§ Required action: Without the pictures, set down every record below exactly as it reads.

[Provided data Boundary: Start]

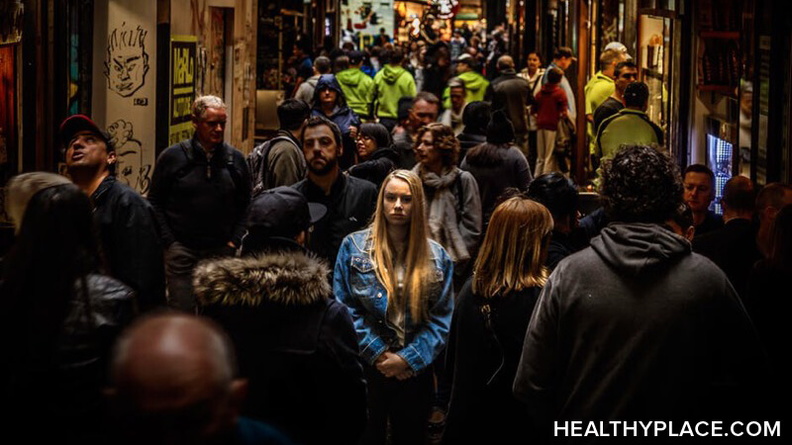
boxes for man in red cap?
[61,114,166,311]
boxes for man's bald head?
[497,55,515,72]
[109,312,244,442]
[112,312,235,390]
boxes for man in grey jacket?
[514,145,770,443]
[257,99,311,191]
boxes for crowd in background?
[1,22,789,445]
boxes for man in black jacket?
[292,115,377,264]
[485,55,533,156]
[148,95,251,312]
[61,114,166,311]
[693,175,761,299]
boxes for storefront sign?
[169,36,197,147]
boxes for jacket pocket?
[349,255,379,293]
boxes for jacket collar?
[91,175,116,204]
[303,171,347,203]
[191,136,227,161]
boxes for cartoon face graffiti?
[105,24,150,97]
[107,119,144,190]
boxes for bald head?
[497,55,515,72]
[109,313,244,442]
[112,312,234,390]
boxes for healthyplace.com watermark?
[555,421,781,438]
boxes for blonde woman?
[443,196,553,445]
[334,169,454,445]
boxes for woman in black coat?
[1,173,136,442]
[347,122,398,189]
[443,196,553,445]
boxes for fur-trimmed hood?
[193,251,331,307]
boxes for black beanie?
[486,109,515,144]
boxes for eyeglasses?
[620,73,638,79]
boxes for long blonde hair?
[472,197,554,298]
[369,170,433,322]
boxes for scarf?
[413,165,470,262]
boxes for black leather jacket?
[92,175,166,311]
[3,274,136,441]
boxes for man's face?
[293,45,304,58]
[193,107,227,147]
[456,61,470,74]
[65,130,115,172]
[409,99,439,130]
[684,172,715,213]
[604,55,626,78]
[615,67,638,93]
[556,56,572,70]
[303,124,340,176]
[382,177,413,227]
[450,87,466,112]
[106,47,149,97]
[527,53,541,71]
[318,87,337,107]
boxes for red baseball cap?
[59,114,113,150]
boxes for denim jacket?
[333,228,454,373]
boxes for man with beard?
[292,116,378,264]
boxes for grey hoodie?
[514,222,767,433]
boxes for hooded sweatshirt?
[312,74,361,169]
[514,222,767,430]
[311,74,360,133]
[336,68,375,119]
[442,70,490,109]
[373,64,416,119]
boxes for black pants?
[360,364,433,445]
[164,241,234,313]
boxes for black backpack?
[247,135,294,197]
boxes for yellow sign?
[169,35,197,146]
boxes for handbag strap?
[479,301,506,385]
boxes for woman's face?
[356,134,378,160]
[382,177,413,227]
[414,131,443,171]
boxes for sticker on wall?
[105,23,150,98]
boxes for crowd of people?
[1,27,790,445]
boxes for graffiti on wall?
[106,119,151,194]
[105,23,150,98]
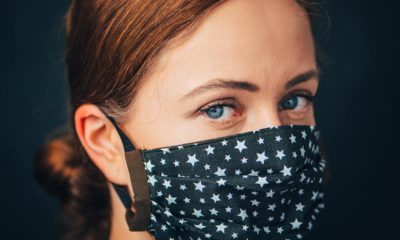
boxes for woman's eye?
[279,94,314,111]
[202,104,235,119]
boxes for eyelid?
[279,90,315,110]
[281,90,315,102]
[198,97,240,112]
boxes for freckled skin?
[98,0,319,239]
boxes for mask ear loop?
[107,116,151,231]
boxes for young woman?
[35,0,326,239]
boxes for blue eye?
[280,94,314,110]
[205,105,225,119]
[202,103,236,120]
[281,96,299,110]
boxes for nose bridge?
[246,103,282,130]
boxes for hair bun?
[34,131,82,205]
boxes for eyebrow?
[181,69,319,100]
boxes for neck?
[108,183,154,240]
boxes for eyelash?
[278,91,315,110]
[198,90,315,124]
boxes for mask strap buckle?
[107,116,151,231]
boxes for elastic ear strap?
[125,150,151,231]
[107,116,151,231]
[107,116,135,152]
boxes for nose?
[245,104,282,131]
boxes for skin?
[74,0,320,239]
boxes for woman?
[34,0,326,239]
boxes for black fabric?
[108,115,325,240]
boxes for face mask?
[108,116,326,240]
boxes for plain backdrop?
[1,0,399,239]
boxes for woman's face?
[124,0,319,150]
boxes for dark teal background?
[1,0,399,239]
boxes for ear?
[74,104,129,186]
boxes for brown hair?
[34,0,323,239]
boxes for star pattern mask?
[108,117,326,240]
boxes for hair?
[34,0,326,239]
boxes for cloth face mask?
[108,117,326,240]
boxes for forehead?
[141,0,315,96]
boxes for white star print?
[235,140,247,153]
[296,202,305,212]
[210,208,218,215]
[205,145,215,155]
[214,167,226,176]
[312,191,319,200]
[290,218,302,229]
[211,193,221,203]
[166,194,176,205]
[163,179,171,189]
[300,146,306,157]
[268,203,276,211]
[256,176,268,187]
[251,199,260,206]
[225,206,232,213]
[249,170,259,176]
[308,222,313,230]
[141,124,325,237]
[192,209,203,218]
[194,181,205,192]
[145,160,155,172]
[237,208,248,221]
[266,189,275,198]
[195,223,206,229]
[289,134,296,143]
[280,165,292,176]
[297,233,303,239]
[216,223,227,233]
[301,130,307,139]
[148,175,157,186]
[216,178,226,186]
[256,151,269,164]
[187,154,199,166]
[173,160,179,167]
[276,150,286,160]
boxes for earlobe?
[74,104,129,186]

[Provided data Boundary: End]

§ Solution to this exercise:
boxes for man in red cap?
[61,114,166,311]
boxes for man's bald head?
[497,55,515,72]
[109,312,244,442]
[112,312,235,390]
boxes for man in grey jacket?
[514,145,770,443]
[257,99,311,191]
boxes for crowd in background?
[1,22,789,445]
boxes for man in black jacket?
[292,115,377,264]
[485,55,533,156]
[148,95,251,312]
[61,114,166,311]
[693,175,761,299]
boxes for storefront sign?
[169,36,197,147]
boxes for jacket pocket?
[349,255,379,293]
boxes for jacket collar?
[91,175,116,204]
[303,171,347,203]
[191,136,227,161]
boxes for cartoon face graffiti?
[105,24,150,97]
[107,119,144,190]
boxes for bald head?
[497,55,515,72]
[109,313,244,442]
[112,312,234,390]
boxes for healthyplace.com watermark?
[555,421,781,438]
boxes for blonde woman?
[443,196,553,445]
[334,169,454,445]
boxes for woman in black coat?
[1,173,136,442]
[347,122,398,189]
[443,196,553,445]
boxes for fur-trimmed hood?
[193,251,331,307]
boxes for black beanie?
[486,109,515,144]
boxes for eyeglasses?
[620,73,638,79]
boxes for long blonde hair?
[472,197,554,298]
[369,170,433,322]
boxes for scarf?
[413,165,470,262]
boxes for black leather jacket?
[92,175,166,311]
[3,274,136,441]
boxes for man's face?
[293,45,304,58]
[193,107,227,147]
[456,61,470,74]
[65,130,115,172]
[409,99,439,130]
[684,172,715,213]
[604,55,626,78]
[615,67,638,93]
[556,56,572,70]
[303,124,340,176]
[382,177,413,227]
[450,87,466,112]
[106,47,149,97]
[527,53,541,71]
[318,87,337,107]
boxes for red baseball cap?
[59,114,113,150]
boxes for denim jacket?
[333,228,454,373]
boxes for man with beard?
[292,116,378,264]
boxes for grey hoodie?
[514,222,767,433]
boxes for hooded sweatshirt?
[312,74,361,169]
[514,222,767,430]
[311,74,360,133]
[336,68,375,119]
[442,70,490,109]
[373,64,416,119]
boxes for black pants?
[360,364,433,445]
[164,241,234,313]
boxes for black backpack?
[247,135,294,197]
boxes for yellow sign?
[169,35,197,146]
boxes for handbag strap?
[479,301,506,385]
boxes for woman's face?
[356,134,378,160]
[382,177,413,227]
[414,131,443,171]
boxes for sticker on wall?
[105,23,150,98]
boxes for crowd of people?
[1,27,790,445]
boxes for graffiti on wall?
[106,119,151,194]
[105,23,150,98]
boxes for woman's eye?
[279,94,314,111]
[202,104,235,119]
boxes for eyelid?
[279,90,315,110]
[281,90,315,102]
[198,97,240,112]
boxes for freckled skin?
[98,0,319,239]
boxes for mask ear loop?
[107,116,151,231]
boxes for young woman?
[35,0,326,239]
boxes for blue eye?
[280,94,314,110]
[205,105,225,119]
[202,103,236,120]
[281,96,299,110]
boxes for nose bridge?
[246,103,282,130]
boxes for hair bun?
[34,131,82,205]
boxes for eyebrow?
[181,69,319,100]
boxes for neck?
[108,183,154,240]
boxes for eyelash?
[278,91,315,110]
[198,90,315,124]
boxes for mask strap buckle?
[107,116,151,231]
boxes for elastic ear strap?
[125,150,151,231]
[107,116,151,231]
[107,116,135,152]
boxes for nose?
[245,104,282,131]
boxes for skin?
[74,0,320,239]
boxes for woman?
[34,0,326,239]
boxes for black fabric?
[108,115,325,240]
boxes for face mask?
[108,116,326,240]
boxes for plain backdrop?
[1,0,399,239]
boxes for woman's face?
[124,0,319,150]
boxes for dark teal background?
[1,0,399,239]
boxes for ear?
[74,104,129,186]
boxes for brown hair?
[34,0,323,239]
boxes for star pattern mask?
[108,117,326,240]
boxes for hair?
[34,0,326,239]
boxes for cloth face mask?
[108,117,326,240]
boxes for forehead?
[141,0,315,96]
boxes for white star print?
[235,140,247,153]
[296,202,305,212]
[210,208,218,215]
[205,145,215,155]
[214,167,226,176]
[312,191,319,200]
[290,218,302,229]
[211,193,221,203]
[166,194,176,205]
[163,179,171,189]
[300,146,306,157]
[268,203,276,211]
[256,176,268,187]
[251,199,260,206]
[225,206,232,213]
[249,170,259,176]
[308,222,313,230]
[141,124,325,237]
[192,209,203,218]
[194,181,205,192]
[145,160,155,172]
[237,208,248,221]
[266,189,275,198]
[195,223,206,229]
[289,134,296,143]
[280,165,292,176]
[297,233,303,239]
[216,223,227,233]
[301,130,307,139]
[148,175,157,186]
[216,178,226,186]
[256,151,269,164]
[187,154,199,166]
[173,160,179,167]
[276,150,286,160]
boxes for earlobe?
[74,104,129,186]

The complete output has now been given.